## [EXERCISE]
Rewrite everything from the line containing "TARGET = document in hand" down to the end of the items, changing "sofa" to "couch" and leaving the rest unchanged.

## [SUPPLIED RECORDS]
——

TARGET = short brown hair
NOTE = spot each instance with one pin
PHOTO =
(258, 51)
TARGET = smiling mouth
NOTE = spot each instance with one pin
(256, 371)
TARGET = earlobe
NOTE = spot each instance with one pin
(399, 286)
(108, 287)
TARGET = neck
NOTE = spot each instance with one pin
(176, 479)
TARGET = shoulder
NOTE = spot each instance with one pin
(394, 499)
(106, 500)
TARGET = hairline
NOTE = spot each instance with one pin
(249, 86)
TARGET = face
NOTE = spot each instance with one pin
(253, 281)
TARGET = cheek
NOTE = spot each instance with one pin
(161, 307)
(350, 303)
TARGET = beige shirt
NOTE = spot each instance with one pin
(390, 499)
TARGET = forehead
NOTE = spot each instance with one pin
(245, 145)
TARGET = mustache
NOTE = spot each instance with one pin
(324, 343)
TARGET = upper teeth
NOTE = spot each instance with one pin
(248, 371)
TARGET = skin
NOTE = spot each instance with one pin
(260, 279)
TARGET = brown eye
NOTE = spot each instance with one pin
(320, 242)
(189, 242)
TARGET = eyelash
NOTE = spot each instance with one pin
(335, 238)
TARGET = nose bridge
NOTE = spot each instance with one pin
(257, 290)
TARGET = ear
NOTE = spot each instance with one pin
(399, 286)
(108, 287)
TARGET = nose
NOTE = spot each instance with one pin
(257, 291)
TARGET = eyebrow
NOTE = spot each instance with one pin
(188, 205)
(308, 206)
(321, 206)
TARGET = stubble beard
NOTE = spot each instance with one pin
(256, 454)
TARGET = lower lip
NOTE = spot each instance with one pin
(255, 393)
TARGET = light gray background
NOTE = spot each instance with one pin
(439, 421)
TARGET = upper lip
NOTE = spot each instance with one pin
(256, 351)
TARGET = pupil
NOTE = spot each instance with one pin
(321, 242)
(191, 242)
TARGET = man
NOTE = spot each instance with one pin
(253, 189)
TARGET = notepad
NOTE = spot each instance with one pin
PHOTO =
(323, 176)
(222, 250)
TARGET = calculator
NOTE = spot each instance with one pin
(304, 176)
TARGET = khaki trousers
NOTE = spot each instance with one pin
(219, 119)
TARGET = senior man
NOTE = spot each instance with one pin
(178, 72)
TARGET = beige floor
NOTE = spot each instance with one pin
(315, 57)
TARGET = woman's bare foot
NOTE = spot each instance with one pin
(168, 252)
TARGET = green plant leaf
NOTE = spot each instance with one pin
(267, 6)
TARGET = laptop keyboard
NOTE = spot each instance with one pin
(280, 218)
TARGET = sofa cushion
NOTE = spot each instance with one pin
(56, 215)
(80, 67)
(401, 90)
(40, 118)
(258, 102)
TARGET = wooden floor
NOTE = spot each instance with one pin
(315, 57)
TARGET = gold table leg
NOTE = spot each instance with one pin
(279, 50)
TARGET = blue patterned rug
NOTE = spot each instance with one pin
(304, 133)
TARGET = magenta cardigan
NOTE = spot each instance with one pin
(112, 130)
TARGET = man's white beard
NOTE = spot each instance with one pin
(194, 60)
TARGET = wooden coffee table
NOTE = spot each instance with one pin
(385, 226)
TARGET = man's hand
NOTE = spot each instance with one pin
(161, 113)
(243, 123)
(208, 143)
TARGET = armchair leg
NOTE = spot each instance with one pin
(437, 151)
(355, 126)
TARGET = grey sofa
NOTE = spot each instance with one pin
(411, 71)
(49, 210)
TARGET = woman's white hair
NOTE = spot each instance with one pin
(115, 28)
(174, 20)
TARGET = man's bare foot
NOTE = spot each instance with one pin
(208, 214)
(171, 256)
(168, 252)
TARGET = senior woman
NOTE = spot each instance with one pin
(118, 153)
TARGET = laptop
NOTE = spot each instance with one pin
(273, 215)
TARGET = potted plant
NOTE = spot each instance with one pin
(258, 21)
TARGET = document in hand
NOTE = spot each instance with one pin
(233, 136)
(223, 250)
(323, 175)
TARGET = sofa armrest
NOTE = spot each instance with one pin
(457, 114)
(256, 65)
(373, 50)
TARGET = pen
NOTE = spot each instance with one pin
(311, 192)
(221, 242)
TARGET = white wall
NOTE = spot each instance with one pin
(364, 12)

——

## [EXERCISE RESPONSE]
TARGET = document in hand
NOTE = spot each instance with one pin
(233, 136)
(223, 250)
(323, 175)
TARGET = couch armrest
NOTE = spot each instance with one pin
(457, 114)
(256, 65)
(373, 50)
TARGET = pen
NOTE = spot each instance with one pin
(311, 192)
(221, 242)
TARGET = white wall
NOTE = spot each instance with one pin
(364, 12)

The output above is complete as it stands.